[TO BE DONE]: In the data below, return everything from the line containing "bow --coords pixels" down to the line containing "M114 41L118 44L119", both included, as a JSON list of strings with one string per line. Omit blank lines.

[EXTRACTED MATERIAL]:
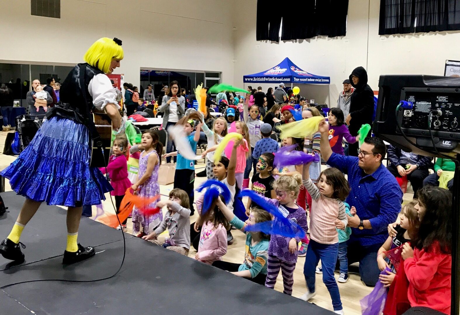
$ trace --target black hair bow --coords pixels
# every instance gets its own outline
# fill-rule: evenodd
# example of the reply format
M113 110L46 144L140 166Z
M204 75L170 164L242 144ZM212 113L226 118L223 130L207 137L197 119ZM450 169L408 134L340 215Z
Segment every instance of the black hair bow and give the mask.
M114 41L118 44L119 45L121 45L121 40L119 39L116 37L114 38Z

--

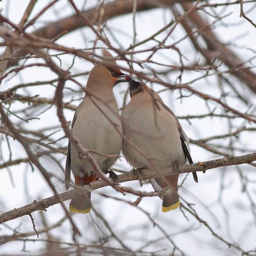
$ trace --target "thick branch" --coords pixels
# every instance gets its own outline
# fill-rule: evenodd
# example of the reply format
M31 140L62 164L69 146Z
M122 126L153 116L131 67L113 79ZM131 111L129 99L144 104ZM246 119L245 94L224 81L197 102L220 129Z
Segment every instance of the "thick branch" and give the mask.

[TASK OUTPUT]:
[
  "$ trace --target black hair bow --coords pixels",
  "# every instance gets its own outline",
  "# fill-rule: evenodd",
  "# example of the reply format",
  "M113 110L46 144L140 166Z",
  "M204 75L170 164L242 144ZM212 113L226 118L223 130L207 137L197 119ZM450 169L408 134L340 215Z",
  "Segment every instance of the black hair bow and give the mask.",
  "M114 41L118 44L119 45L121 45L121 40L119 39L116 37L114 38Z"
]